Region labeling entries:

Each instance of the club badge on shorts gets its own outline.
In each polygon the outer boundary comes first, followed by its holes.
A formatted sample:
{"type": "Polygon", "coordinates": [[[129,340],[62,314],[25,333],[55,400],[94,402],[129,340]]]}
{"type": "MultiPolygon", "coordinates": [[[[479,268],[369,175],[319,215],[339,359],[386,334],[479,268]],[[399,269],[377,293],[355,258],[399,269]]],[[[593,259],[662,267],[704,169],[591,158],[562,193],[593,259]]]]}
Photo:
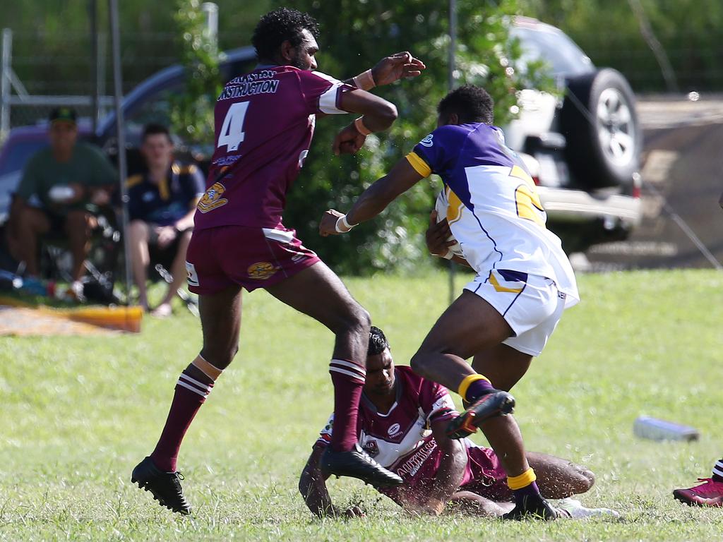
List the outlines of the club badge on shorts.
{"type": "Polygon", "coordinates": [[[198,210],[205,213],[226,205],[228,200],[225,197],[221,197],[225,192],[226,186],[223,184],[221,183],[214,184],[198,202],[198,210]]]}
{"type": "Polygon", "coordinates": [[[274,267],[270,262],[258,262],[249,265],[247,272],[249,274],[249,278],[265,280],[278,270],[278,267],[274,267]]]}
{"type": "Polygon", "coordinates": [[[198,273],[196,272],[196,267],[190,262],[186,262],[186,275],[188,280],[188,285],[198,286],[198,273]]]}

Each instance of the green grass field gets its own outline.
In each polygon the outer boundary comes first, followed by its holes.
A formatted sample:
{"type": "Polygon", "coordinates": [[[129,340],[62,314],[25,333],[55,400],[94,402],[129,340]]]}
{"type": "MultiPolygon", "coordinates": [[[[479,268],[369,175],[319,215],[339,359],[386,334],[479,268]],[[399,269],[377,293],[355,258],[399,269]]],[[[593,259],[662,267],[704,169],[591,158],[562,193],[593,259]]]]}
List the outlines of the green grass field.
{"type": "MultiPolygon", "coordinates": [[[[446,306],[441,272],[347,284],[399,364],[446,306]]],[[[296,483],[332,407],[333,337],[260,292],[246,296],[239,354],[181,448],[190,518],[161,509],[129,478],[198,350],[192,316],[147,319],[140,335],[0,339],[0,539],[720,539],[723,510],[683,507],[671,491],[710,476],[723,453],[723,275],[583,275],[580,288],[583,303],[513,390],[517,417],[528,449],[596,473],[583,503],[615,508],[620,521],[414,519],[347,480],[330,481],[332,497],[361,502],[367,517],[312,518],[296,483]],[[638,439],[633,421],[643,413],[693,425],[701,439],[638,439]]]]}

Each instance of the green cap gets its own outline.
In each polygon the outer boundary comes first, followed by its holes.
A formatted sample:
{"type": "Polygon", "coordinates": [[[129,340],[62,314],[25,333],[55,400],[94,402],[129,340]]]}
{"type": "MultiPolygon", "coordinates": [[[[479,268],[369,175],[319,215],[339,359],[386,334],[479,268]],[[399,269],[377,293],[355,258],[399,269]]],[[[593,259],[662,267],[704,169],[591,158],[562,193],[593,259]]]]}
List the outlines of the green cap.
{"type": "Polygon", "coordinates": [[[50,112],[50,123],[54,122],[69,122],[74,124],[76,122],[75,110],[69,107],[58,107],[50,112]]]}

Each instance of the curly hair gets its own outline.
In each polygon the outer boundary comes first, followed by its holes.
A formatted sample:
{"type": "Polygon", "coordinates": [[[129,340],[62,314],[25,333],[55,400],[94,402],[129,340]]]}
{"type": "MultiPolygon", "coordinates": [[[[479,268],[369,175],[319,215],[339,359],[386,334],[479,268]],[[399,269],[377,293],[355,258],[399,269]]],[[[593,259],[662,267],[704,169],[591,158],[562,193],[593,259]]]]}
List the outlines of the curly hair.
{"type": "Polygon", "coordinates": [[[437,112],[445,119],[455,113],[463,124],[469,122],[492,124],[495,122],[495,100],[482,87],[464,85],[442,98],[437,112]]]}
{"type": "Polygon", "coordinates": [[[369,350],[367,356],[377,356],[382,353],[385,348],[389,348],[389,342],[384,336],[384,332],[378,327],[372,326],[369,332],[369,350]]]}
{"type": "Polygon", "coordinates": [[[315,38],[319,37],[319,23],[308,13],[286,7],[269,12],[261,17],[251,38],[256,56],[259,59],[273,59],[281,43],[287,40],[293,46],[298,46],[304,29],[315,38]]]}

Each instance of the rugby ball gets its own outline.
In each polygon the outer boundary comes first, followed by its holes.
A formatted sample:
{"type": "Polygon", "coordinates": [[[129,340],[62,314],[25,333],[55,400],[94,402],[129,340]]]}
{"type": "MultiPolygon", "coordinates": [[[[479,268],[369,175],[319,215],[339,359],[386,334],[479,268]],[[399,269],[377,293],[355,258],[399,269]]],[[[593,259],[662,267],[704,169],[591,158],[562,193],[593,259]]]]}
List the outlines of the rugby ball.
{"type": "MultiPolygon", "coordinates": [[[[440,222],[447,218],[447,210],[448,207],[449,202],[447,200],[447,189],[443,188],[437,196],[437,202],[435,203],[435,210],[437,211],[437,222],[440,222]]],[[[452,256],[459,256],[463,258],[464,254],[462,253],[462,247],[460,246],[459,243],[457,242],[457,240],[455,239],[454,236],[450,235],[447,238],[447,241],[455,241],[455,244],[451,246],[447,247],[449,252],[448,252],[445,257],[448,259],[451,259],[452,256]]]]}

■ **Exercise description**:
Quote all of the entries above word for word, leaving out the pictures.

■ **Task solution**:
Each instance of the club badge on shorts gets its own outline.
In each polygon the outer boundary comes first, followed by its holes.
A formatted sample:
{"type": "Polygon", "coordinates": [[[129,340],[62,314],[25,333],[55,400],[94,402],[129,340]]]}
{"type": "MultiPolygon", "coordinates": [[[[479,268],[369,175],[319,215],[339,359],[386,334],[479,268]],[[399,269],[377,293],[355,258],[399,269]]],[[[593,259],[662,267],[704,169],[591,158],[562,193],[593,259]]]]}
Photo:
List the outlines of the club badge on shorts.
{"type": "Polygon", "coordinates": [[[198,210],[205,213],[226,205],[228,200],[225,197],[221,197],[225,192],[226,186],[223,184],[221,183],[214,184],[198,202],[198,210]]]}
{"type": "Polygon", "coordinates": [[[274,267],[270,262],[258,262],[249,265],[247,272],[249,274],[249,278],[265,280],[278,270],[278,267],[274,267]]]}
{"type": "Polygon", "coordinates": [[[198,273],[196,272],[196,267],[190,262],[186,262],[186,275],[188,280],[188,285],[198,286],[198,273]]]}

Each instance of the green grass field gets its own outline.
In each polygon the outer boundary comes first, followed by its holes.
A formatted sample:
{"type": "Polygon", "coordinates": [[[129,340],[62,314],[25,333],[55,400],[94,402],[129,340]]]}
{"type": "MultiPolygon", "coordinates": [[[[479,268],[369,175],[319,215],[339,359],[386,334],[479,268]],[[399,269],[377,293],[355,258],[399,269]]],[[[593,259],[662,267],[704,169],[591,158],[562,193],[593,259]]]]}
List the outlines of the green grass field.
{"type": "MultiPolygon", "coordinates": [[[[446,306],[441,272],[347,284],[399,364],[446,306]]],[[[296,483],[332,407],[333,337],[260,292],[246,296],[239,354],[181,448],[190,518],[161,509],[129,478],[198,350],[192,316],[147,319],[140,335],[0,339],[0,539],[720,539],[723,510],[683,507],[671,491],[710,476],[723,453],[723,275],[583,275],[580,288],[583,303],[513,390],[517,417],[528,449],[596,473],[583,503],[615,508],[620,521],[414,519],[347,480],[330,481],[332,497],[361,502],[367,517],[312,518],[296,483]],[[638,439],[633,421],[643,413],[693,425],[701,439],[638,439]]]]}

Each instance of the green cap gets its own outline.
In each polygon the outer boundary comes first, followed by its holes.
A formatted sample:
{"type": "Polygon", "coordinates": [[[129,340],[62,314],[25,333],[55,400],[94,402],[129,340]]]}
{"type": "MultiPolygon", "coordinates": [[[[479,268],[369,175],[319,215],[339,359],[386,334],[479,268]],[[399,269],[377,293],[355,258],[399,269]]],[[[593,259],[662,267],[704,169],[591,158],[562,193],[593,259]]]]}
List the outlines of the green cap.
{"type": "Polygon", "coordinates": [[[50,112],[50,123],[54,122],[69,122],[74,124],[76,122],[75,110],[69,107],[58,107],[50,112]]]}

Each instance of the curly hair gets its own outline.
In each polygon the outer boundary comes first, followed by its holes.
A formatted sample:
{"type": "Polygon", "coordinates": [[[129,340],[62,314],[25,333],[55,400],[94,402],[129,340]]]}
{"type": "MultiPolygon", "coordinates": [[[[479,268],[369,175],[319,215],[339,359],[386,334],[479,268]],[[399,269],[377,293],[355,258],[399,269]]],[[[593,259],[662,267],[704,169],[591,158],[562,193],[593,259]]]]}
List the outlines of the curly hair.
{"type": "Polygon", "coordinates": [[[437,112],[445,119],[455,113],[463,124],[469,122],[492,124],[495,122],[495,100],[482,87],[464,85],[442,98],[437,112]]]}
{"type": "Polygon", "coordinates": [[[369,350],[367,356],[377,356],[382,353],[385,348],[389,348],[389,342],[384,336],[384,332],[378,327],[372,326],[369,332],[369,350]]]}
{"type": "Polygon", "coordinates": [[[315,38],[319,37],[319,23],[308,13],[286,7],[269,12],[261,17],[251,38],[256,56],[259,59],[273,59],[281,43],[287,40],[293,46],[298,46],[304,29],[315,38]]]}

Each instance of the rugby ball gets its own outline.
In each polygon the outer boundary comes first, followed by its holes.
A formatted sample:
{"type": "Polygon", "coordinates": [[[129,340],[62,314],[25,333],[55,400],[94,402],[129,340]]]}
{"type": "MultiPolygon", "coordinates": [[[[479,268],[369,175],[319,215],[339,359],[386,334],[479,268]],[[399,269],[377,293],[355,258],[399,269]]],[[[593,259],[662,267],[704,169],[591,158],[562,193],[593,259]]]]}
List the outlines of the rugby ball.
{"type": "MultiPolygon", "coordinates": [[[[440,222],[447,218],[447,210],[448,207],[449,202],[447,200],[447,189],[443,188],[437,196],[437,202],[435,203],[435,210],[437,211],[437,222],[440,222]]],[[[452,256],[459,256],[463,258],[464,254],[462,253],[462,247],[460,246],[459,243],[457,242],[457,240],[455,239],[454,236],[450,235],[447,238],[447,241],[455,241],[455,244],[451,246],[447,247],[449,252],[448,252],[445,257],[448,259],[451,259],[452,256]]]]}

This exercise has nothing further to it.